═══ Exercise inputs

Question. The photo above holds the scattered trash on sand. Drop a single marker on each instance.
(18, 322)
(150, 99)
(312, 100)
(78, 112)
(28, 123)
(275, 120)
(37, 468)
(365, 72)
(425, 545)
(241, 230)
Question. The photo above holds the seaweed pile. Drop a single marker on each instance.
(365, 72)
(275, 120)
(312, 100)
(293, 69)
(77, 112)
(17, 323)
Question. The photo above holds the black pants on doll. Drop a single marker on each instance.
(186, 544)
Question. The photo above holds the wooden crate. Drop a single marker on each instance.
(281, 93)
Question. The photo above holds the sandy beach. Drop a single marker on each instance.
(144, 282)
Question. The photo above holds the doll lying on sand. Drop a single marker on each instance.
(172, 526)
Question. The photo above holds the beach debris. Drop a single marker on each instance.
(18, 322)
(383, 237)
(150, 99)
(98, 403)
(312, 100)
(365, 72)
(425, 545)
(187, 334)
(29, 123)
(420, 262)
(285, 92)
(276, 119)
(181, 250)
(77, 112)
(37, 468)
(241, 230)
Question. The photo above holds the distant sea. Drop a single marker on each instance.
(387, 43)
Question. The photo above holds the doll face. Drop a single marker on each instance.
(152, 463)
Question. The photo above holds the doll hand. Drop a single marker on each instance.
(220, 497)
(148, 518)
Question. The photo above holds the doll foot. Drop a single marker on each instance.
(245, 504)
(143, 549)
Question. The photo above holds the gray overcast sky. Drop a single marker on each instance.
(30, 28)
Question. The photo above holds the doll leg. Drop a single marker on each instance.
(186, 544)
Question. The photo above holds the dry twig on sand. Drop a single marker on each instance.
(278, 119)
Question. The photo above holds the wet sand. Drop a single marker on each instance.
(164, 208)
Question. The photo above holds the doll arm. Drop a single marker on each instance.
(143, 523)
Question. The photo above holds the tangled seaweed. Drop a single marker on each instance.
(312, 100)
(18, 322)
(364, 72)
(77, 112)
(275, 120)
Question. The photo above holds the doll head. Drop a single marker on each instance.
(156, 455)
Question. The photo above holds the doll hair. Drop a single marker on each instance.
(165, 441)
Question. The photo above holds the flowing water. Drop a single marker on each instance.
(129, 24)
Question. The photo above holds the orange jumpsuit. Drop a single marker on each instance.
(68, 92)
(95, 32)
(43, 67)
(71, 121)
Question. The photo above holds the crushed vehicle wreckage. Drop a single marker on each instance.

══════

### To do
Rewrite every entry above, substituting "Place one point" for each occurrence of "Drop a single marker" and keeping everything else the same.

### Task output
Question. The photo above holds the scattered trash on sand. Place one point on each instance.
(18, 322)
(150, 99)
(312, 100)
(78, 112)
(28, 123)
(275, 120)
(37, 468)
(365, 72)
(425, 545)
(241, 230)
Question. The photo above holds the seaweed pile. Place one point on each instance.
(365, 72)
(275, 120)
(312, 100)
(293, 69)
(77, 112)
(17, 323)
Question. The photo above holds the black pants on doll. Place one point on each instance.
(186, 544)
Question. The photo above holds the wooden crate. Place one point on each instance.
(281, 93)
Question. The photo above holds the sandy beach. Place one point on each instance.
(144, 282)
Question. The photo above holds the doll lying on sand. Place one point on each instance.
(172, 526)
Question. The photo above holds the beach debris. Place one point on each instance.
(18, 322)
(383, 237)
(150, 99)
(98, 403)
(312, 100)
(365, 72)
(425, 545)
(187, 334)
(29, 123)
(420, 262)
(285, 92)
(276, 119)
(181, 250)
(77, 112)
(37, 468)
(241, 230)
Question. The photo above holds the distant sea. Place one point on each instance.
(387, 43)
Question. The photo above holds the doll face. Place one point on each instance.
(152, 463)
Question. The photo above holds the doll hand. Place one point on each instance.
(220, 497)
(148, 518)
Question. The photo above holds the doll foot. Place one point on each instance.
(245, 504)
(143, 549)
Question. The photo above holds the gray overcast sky. Place one point on each instance.
(30, 28)
Question. The photo above holds the doll leg. Place one point on each instance.
(186, 544)
Question. The photo above holds the dry twig on sand. Place one point on each instance.
(278, 119)
Question. The photo above holds the wet sand. Place one point on each instance.
(164, 208)
Question. The photo above holds the doll arm. Place one point on each instance.
(143, 523)
Question. The photo above holds the tangled seaweed. Place one point on each instance.
(312, 100)
(18, 322)
(364, 72)
(77, 112)
(275, 120)
Question. The photo above holds the doll head. Place one point on each instance.
(156, 455)
Question. The photo above holds the doll hair. Place one point on each instance.
(165, 441)
Question. The photo above holds the flowing water. Place one point on each instance.
(129, 24)
Question. The photo above holds the orange jumpsuit. Place one point on each instance.
(68, 92)
(95, 32)
(43, 67)
(71, 121)
Question. The photo above holds the crushed vehicle wreckage. Place one point on each instance.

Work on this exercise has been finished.